▶ _Task instructions_: Every line from the one with "Guideline — for every instance of the shaded" through the final line of the entries below should be returned exactly; leave out all other lines.
------------
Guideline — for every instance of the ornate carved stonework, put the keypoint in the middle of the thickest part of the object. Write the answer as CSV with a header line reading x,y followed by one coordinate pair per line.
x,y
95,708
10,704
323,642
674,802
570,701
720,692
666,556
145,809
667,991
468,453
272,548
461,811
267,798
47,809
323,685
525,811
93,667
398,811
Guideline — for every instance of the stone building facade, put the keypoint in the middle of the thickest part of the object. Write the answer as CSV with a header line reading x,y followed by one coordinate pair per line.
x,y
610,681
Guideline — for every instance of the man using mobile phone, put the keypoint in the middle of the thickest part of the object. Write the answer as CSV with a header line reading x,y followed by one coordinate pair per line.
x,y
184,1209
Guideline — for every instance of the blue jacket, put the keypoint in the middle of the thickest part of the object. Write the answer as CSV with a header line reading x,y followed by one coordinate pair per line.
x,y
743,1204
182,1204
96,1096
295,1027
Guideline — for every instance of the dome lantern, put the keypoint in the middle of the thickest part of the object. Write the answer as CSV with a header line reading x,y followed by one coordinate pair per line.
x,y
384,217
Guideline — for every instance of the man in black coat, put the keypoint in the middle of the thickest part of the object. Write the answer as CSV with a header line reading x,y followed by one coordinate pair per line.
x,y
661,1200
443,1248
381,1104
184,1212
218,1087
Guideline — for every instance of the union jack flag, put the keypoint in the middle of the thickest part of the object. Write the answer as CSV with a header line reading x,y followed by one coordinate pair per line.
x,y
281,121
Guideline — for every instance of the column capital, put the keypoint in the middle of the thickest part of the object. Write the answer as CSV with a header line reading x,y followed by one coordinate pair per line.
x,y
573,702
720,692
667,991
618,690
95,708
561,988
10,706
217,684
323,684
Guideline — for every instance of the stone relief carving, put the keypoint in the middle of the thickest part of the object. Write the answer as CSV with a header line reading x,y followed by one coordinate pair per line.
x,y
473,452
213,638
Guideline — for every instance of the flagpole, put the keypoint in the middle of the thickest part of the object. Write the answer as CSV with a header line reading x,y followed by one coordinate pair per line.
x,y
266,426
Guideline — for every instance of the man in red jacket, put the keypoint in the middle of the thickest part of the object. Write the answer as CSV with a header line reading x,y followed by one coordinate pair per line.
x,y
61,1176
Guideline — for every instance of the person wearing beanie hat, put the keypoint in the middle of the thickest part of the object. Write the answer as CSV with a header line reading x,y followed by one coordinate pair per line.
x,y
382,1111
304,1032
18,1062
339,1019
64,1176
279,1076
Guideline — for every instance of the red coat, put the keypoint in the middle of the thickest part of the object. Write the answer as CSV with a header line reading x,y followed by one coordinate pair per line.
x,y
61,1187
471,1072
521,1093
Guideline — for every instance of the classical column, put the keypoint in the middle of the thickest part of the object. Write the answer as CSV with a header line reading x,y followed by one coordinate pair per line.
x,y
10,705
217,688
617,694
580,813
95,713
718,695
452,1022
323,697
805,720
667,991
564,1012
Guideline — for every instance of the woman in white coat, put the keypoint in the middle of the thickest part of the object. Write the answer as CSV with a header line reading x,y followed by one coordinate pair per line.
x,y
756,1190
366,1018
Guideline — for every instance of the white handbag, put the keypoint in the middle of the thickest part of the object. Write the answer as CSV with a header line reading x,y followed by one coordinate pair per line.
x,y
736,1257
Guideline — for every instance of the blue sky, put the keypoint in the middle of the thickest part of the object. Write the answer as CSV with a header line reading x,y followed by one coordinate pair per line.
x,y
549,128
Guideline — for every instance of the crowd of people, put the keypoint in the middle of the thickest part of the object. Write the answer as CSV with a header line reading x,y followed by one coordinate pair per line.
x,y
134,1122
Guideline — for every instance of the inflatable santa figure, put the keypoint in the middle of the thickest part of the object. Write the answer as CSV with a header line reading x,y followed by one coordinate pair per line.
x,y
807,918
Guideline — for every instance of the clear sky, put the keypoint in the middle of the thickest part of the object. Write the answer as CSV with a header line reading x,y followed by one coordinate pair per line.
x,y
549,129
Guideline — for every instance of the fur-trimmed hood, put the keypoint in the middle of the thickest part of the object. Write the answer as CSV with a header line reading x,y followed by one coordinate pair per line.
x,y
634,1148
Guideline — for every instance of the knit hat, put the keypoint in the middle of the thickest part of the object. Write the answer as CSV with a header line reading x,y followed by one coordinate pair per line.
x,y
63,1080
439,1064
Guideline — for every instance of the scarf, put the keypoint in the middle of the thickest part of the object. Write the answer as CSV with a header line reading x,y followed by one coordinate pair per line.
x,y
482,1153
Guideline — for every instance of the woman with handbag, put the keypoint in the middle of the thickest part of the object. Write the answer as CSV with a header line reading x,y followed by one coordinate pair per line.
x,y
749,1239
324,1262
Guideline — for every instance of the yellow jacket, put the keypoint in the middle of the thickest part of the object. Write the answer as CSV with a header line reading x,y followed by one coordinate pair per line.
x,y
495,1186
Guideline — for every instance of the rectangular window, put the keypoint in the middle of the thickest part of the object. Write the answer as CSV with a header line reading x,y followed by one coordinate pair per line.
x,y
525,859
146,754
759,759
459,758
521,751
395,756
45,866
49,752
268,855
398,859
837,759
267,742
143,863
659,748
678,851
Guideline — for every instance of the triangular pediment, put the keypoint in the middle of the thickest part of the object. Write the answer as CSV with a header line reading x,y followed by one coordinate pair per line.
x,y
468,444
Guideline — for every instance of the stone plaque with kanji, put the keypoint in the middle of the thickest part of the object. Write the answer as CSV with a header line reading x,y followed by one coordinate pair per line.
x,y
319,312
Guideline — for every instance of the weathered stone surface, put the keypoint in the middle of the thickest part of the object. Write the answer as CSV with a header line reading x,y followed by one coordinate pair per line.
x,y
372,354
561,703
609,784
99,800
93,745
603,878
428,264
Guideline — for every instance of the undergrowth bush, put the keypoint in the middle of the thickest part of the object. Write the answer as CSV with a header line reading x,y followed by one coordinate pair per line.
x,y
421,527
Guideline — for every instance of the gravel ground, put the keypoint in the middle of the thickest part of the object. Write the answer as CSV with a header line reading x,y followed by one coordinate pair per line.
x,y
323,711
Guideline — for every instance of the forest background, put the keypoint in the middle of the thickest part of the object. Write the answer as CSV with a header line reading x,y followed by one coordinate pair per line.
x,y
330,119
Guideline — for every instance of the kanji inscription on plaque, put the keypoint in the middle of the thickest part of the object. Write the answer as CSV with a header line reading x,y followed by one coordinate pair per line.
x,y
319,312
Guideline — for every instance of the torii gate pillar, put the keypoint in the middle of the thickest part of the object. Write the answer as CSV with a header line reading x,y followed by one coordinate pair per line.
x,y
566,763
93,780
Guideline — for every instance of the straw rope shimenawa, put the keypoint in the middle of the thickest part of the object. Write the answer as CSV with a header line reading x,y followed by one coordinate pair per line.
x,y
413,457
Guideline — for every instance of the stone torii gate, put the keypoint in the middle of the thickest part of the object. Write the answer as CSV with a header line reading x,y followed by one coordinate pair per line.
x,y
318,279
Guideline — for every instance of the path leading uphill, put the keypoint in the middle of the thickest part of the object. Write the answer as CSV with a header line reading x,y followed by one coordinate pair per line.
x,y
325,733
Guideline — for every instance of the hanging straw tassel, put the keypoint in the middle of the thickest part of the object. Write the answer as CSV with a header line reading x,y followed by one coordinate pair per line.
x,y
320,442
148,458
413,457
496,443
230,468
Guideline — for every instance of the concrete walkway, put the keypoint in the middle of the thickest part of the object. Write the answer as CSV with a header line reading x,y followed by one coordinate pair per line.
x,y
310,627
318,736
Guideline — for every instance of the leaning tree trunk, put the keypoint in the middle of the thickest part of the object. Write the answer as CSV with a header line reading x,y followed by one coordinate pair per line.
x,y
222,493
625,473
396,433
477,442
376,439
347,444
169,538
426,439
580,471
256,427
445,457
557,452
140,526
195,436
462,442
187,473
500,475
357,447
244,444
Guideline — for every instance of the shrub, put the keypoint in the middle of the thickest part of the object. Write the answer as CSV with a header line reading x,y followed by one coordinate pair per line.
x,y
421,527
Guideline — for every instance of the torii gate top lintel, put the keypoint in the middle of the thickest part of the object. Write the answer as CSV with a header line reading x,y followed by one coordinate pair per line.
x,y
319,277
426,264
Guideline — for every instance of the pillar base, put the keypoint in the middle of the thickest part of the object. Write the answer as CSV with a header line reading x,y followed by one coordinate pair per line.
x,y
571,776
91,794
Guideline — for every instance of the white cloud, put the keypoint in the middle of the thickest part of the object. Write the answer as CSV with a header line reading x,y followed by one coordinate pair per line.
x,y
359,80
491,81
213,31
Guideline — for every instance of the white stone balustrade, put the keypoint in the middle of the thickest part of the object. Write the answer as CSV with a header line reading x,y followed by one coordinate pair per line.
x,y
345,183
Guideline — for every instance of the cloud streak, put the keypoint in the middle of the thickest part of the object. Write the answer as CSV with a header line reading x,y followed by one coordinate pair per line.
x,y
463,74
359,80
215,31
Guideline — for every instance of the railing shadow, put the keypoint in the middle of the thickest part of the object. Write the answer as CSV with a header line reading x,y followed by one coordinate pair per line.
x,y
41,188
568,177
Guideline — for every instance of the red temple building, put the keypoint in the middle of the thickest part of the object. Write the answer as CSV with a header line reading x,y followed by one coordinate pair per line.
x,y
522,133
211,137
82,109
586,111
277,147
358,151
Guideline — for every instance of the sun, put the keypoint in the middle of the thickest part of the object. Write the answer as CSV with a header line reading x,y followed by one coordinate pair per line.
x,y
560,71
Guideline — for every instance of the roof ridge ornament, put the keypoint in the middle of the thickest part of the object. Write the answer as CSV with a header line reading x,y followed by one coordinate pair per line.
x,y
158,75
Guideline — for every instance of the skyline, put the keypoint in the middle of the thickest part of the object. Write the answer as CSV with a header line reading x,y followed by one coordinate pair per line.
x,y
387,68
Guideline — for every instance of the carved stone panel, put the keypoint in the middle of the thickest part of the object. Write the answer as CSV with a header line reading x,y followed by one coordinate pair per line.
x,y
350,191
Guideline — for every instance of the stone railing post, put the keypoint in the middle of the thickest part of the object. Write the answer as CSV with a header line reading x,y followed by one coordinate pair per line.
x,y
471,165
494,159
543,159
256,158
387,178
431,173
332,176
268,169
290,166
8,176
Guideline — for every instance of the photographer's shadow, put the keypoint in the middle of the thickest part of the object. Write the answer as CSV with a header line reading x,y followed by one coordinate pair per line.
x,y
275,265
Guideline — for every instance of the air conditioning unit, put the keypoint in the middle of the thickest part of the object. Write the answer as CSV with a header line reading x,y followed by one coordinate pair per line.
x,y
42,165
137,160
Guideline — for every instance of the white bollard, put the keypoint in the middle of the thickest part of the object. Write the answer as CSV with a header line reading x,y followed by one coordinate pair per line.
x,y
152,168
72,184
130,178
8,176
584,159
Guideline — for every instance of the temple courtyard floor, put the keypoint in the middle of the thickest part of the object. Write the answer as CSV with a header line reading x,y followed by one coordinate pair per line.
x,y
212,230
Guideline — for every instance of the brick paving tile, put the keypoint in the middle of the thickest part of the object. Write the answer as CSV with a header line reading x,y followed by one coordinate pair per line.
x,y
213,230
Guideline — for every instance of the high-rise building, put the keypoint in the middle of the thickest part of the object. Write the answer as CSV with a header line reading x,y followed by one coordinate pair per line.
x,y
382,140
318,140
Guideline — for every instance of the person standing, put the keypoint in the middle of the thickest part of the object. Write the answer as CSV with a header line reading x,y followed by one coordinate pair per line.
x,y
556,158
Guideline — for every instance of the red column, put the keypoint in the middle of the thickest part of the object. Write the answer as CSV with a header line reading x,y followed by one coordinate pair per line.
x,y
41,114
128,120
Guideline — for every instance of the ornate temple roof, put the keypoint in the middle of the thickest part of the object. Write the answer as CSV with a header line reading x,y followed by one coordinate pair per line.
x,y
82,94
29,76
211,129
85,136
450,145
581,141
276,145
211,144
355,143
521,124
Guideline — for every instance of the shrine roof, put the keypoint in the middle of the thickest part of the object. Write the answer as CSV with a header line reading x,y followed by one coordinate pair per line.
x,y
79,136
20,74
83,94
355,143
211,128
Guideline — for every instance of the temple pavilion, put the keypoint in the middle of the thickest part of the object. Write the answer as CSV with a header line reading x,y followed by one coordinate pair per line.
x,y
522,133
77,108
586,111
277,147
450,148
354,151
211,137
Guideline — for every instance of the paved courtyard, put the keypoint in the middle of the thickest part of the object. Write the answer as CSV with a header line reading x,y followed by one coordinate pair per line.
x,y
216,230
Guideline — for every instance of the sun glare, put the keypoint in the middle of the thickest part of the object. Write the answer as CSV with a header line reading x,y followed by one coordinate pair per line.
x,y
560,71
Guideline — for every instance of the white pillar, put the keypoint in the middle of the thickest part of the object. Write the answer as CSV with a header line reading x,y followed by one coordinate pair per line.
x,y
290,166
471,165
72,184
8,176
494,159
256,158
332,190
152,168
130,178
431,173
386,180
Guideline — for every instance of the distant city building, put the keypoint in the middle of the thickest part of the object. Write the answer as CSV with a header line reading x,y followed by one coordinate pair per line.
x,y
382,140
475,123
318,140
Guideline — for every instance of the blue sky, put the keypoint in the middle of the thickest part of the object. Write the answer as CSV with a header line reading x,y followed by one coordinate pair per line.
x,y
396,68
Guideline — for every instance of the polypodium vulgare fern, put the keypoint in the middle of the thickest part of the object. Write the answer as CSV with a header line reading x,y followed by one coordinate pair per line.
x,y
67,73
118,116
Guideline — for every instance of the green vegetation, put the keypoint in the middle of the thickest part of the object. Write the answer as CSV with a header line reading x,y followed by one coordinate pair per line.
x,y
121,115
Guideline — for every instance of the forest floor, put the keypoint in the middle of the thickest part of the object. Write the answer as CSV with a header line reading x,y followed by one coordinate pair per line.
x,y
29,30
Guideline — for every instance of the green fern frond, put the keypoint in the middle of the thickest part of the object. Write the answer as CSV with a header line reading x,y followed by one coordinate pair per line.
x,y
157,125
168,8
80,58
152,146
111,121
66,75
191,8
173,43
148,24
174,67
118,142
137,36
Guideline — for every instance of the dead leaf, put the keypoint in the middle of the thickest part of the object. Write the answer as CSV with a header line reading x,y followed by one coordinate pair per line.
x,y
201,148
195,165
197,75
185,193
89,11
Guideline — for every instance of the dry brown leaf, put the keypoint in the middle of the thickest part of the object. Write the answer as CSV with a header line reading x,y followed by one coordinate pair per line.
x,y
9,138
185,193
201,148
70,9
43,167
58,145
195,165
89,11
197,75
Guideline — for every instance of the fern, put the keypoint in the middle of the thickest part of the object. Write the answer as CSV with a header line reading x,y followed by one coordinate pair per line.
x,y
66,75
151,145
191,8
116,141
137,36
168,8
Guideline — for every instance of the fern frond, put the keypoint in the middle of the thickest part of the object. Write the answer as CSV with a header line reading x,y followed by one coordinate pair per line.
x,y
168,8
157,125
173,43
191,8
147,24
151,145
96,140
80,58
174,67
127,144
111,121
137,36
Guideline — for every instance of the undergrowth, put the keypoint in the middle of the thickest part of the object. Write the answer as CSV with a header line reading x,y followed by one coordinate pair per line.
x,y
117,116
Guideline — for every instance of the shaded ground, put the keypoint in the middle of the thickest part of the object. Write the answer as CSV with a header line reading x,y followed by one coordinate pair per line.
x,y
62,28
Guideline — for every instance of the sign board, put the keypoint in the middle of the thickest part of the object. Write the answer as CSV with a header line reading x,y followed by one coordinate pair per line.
------------
▶ _Exercise solution_:
Guideline — for every instance of the shaded ground, put the keypoint in the middle of the thickest part of the object. Write the answer as CSV with a header line reading x,y followed by one coordinate pair per line.
x,y
62,28
Guideline — for every instance of the sign board, put the keypoint in the middle of the thickest part of the object. Write the answer as CSV with a header line reading x,y followed by one coordinate pair per line.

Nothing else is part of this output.